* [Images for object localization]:
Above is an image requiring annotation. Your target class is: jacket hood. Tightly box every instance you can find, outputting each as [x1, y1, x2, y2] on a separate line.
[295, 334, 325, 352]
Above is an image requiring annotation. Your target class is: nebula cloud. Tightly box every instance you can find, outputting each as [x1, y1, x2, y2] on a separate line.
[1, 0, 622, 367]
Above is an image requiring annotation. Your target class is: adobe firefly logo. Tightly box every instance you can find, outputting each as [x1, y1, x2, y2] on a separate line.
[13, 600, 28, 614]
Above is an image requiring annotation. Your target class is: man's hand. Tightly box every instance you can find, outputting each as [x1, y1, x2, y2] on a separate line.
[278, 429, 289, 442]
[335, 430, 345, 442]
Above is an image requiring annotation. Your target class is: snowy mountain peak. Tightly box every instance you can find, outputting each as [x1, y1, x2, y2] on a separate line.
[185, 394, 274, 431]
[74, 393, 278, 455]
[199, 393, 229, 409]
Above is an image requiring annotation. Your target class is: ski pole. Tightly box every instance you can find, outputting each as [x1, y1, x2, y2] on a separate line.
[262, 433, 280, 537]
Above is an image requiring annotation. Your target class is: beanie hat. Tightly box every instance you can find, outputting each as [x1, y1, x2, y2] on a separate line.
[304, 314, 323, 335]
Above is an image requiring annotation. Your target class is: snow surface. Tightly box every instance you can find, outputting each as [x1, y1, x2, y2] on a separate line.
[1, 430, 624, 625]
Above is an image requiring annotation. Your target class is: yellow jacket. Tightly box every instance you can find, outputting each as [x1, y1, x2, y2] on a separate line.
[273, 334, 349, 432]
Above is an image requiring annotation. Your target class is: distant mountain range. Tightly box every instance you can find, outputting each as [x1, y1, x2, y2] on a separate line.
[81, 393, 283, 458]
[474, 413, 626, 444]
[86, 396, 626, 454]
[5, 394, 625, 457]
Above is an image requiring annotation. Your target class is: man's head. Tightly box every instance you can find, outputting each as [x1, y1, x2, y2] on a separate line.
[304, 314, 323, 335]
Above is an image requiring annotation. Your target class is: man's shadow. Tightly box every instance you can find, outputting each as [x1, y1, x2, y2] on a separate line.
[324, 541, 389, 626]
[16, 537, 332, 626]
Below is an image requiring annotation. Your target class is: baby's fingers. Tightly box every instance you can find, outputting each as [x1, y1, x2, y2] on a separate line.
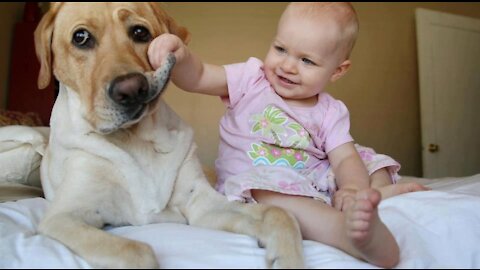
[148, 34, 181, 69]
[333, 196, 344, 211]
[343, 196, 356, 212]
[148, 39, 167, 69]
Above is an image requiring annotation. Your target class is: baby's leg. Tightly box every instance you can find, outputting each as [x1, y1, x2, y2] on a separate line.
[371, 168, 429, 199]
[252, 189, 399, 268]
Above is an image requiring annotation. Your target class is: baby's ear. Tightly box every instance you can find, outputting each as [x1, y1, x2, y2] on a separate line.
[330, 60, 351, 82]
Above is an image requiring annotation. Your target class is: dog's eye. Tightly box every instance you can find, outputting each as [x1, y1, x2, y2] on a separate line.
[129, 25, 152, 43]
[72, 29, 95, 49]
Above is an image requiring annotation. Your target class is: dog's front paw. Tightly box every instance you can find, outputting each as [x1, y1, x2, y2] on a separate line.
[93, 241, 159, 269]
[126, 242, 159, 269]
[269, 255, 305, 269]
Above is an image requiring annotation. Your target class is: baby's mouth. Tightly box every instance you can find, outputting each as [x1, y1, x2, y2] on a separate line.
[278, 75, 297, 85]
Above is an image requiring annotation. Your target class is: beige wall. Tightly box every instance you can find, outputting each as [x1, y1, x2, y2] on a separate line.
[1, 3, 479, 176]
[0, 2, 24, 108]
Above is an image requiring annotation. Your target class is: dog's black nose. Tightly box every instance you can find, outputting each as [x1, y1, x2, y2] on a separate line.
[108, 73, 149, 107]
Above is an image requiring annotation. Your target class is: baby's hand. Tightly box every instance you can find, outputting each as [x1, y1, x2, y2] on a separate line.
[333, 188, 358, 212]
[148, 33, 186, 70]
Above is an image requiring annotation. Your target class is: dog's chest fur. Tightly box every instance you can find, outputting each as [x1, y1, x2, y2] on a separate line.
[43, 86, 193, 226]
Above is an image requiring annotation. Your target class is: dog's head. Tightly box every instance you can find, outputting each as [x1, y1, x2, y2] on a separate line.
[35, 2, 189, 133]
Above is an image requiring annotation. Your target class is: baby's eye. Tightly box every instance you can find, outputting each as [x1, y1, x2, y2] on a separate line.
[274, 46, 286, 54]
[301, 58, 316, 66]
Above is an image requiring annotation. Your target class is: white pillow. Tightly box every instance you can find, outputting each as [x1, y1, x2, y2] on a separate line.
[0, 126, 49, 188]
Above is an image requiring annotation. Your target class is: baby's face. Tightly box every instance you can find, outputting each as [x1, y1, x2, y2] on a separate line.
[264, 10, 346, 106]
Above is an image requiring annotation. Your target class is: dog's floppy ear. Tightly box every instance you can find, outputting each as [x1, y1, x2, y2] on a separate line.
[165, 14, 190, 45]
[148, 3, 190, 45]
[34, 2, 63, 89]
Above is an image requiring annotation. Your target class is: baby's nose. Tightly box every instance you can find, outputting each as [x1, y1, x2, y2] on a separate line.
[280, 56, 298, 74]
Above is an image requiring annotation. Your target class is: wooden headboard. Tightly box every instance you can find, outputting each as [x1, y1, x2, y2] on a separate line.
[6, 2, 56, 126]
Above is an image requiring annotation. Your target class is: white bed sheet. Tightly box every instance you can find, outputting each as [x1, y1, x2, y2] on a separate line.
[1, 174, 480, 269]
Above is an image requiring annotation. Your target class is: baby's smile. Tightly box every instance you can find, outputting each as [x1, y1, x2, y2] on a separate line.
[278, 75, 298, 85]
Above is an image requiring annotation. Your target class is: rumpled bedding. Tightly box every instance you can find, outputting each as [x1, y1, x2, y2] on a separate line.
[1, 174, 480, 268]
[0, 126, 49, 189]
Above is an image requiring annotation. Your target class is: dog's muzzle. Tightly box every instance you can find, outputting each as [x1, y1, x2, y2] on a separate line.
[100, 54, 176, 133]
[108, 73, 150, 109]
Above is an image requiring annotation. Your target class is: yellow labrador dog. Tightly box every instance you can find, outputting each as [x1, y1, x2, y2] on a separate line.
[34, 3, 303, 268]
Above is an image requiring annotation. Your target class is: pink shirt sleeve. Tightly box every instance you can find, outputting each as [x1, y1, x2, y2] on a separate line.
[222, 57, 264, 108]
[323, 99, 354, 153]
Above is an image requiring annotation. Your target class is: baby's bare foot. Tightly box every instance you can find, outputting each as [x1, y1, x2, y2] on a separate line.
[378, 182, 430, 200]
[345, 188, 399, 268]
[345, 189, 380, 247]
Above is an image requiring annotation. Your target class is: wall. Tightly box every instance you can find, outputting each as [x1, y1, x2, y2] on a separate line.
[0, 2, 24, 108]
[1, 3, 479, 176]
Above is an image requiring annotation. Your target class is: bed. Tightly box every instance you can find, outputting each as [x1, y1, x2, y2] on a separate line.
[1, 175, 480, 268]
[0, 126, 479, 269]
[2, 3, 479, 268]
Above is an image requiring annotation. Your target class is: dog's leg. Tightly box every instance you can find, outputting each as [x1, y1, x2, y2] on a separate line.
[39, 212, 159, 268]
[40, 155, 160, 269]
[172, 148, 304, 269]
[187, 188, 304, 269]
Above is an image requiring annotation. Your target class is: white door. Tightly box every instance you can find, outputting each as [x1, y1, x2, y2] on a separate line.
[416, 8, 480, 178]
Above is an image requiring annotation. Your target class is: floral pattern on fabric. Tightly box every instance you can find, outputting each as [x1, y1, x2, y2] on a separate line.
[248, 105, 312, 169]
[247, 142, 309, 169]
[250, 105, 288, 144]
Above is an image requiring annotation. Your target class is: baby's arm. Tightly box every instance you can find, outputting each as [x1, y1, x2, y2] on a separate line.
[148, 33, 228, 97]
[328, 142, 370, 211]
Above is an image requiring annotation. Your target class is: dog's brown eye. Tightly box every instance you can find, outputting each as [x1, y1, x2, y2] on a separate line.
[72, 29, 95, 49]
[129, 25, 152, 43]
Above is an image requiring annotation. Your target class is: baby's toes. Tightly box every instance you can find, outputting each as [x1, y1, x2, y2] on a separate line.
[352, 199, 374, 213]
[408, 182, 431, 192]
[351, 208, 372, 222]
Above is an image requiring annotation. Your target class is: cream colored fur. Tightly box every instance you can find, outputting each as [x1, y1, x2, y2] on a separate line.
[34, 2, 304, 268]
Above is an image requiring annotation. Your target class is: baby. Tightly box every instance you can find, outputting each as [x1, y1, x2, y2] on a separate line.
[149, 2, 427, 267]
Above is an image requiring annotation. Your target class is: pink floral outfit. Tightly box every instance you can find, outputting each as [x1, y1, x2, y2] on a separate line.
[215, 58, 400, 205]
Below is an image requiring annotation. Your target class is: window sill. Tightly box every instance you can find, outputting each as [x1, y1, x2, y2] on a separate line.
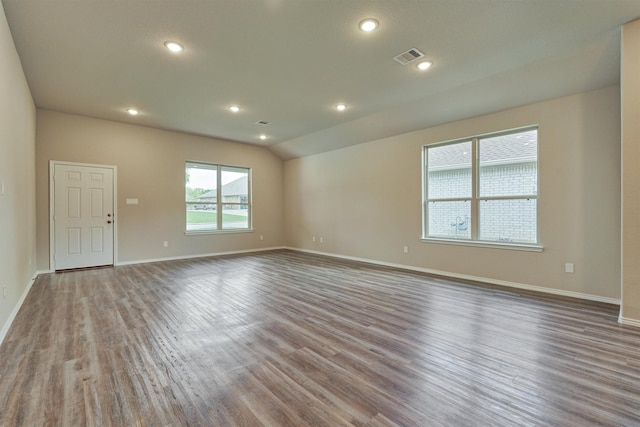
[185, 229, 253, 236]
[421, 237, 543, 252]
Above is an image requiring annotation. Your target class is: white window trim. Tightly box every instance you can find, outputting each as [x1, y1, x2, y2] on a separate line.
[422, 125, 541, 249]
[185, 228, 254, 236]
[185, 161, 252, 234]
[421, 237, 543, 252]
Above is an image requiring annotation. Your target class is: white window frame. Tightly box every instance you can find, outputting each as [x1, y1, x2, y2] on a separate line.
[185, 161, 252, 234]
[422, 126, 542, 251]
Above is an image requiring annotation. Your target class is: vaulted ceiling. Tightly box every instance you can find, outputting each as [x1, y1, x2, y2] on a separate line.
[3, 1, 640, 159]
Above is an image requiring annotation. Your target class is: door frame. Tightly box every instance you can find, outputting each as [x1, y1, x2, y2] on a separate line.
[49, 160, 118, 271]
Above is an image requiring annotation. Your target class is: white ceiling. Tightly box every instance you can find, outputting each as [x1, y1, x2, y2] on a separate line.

* [WHAT YOU SHOULD DO]: Every line between the one containing "is: pink floral" and the last line of the data above, both included, should be copied exactly, but not the pictures.

* [ANSWER TO THIS TASK]:
Above is an image requiring annotation. Your target class is: pink floral outfit. Tightly box every instance you can find, outputting each as [x1, y1, x2, y2] on a separate line.
[215, 58, 400, 205]
Below is an image requiring annotation. Your target class is: window sill. Tightly box every instance you can find, outputting each as [x1, y1, x2, y2] on a separate line.
[185, 229, 253, 236]
[421, 237, 543, 252]
Above is an image requiring annotation. Your target class is: white window trim. Tightly box every instance you can find, outputting each as [x1, y1, x2, y2] on a separate line.
[422, 125, 541, 249]
[185, 228, 254, 236]
[185, 161, 252, 234]
[421, 237, 543, 252]
Above is an image requiring annotation. Your target class is: white window frame. Tightly box every instance you can find, outputting each as [x1, y1, x2, y2] on a separate line.
[185, 161, 252, 234]
[422, 126, 542, 251]
Above is an image requiring annotation. Your target class is: vaulted ceiling. Tightly box every instance you can find, outputting each as [x1, y1, x2, y2] on a separate line.
[3, 1, 640, 159]
Above is an image requiring annotation. Your target class is: door frame. Tightly box every instance you can find, outputting each as [x1, y1, x2, y2] on a separate line.
[49, 160, 118, 271]
Above is an image requiring annotation. Your target class is: white ceiling. Tightly box every instance you can find, outputting each as [x1, y1, x2, y2] on a separate line.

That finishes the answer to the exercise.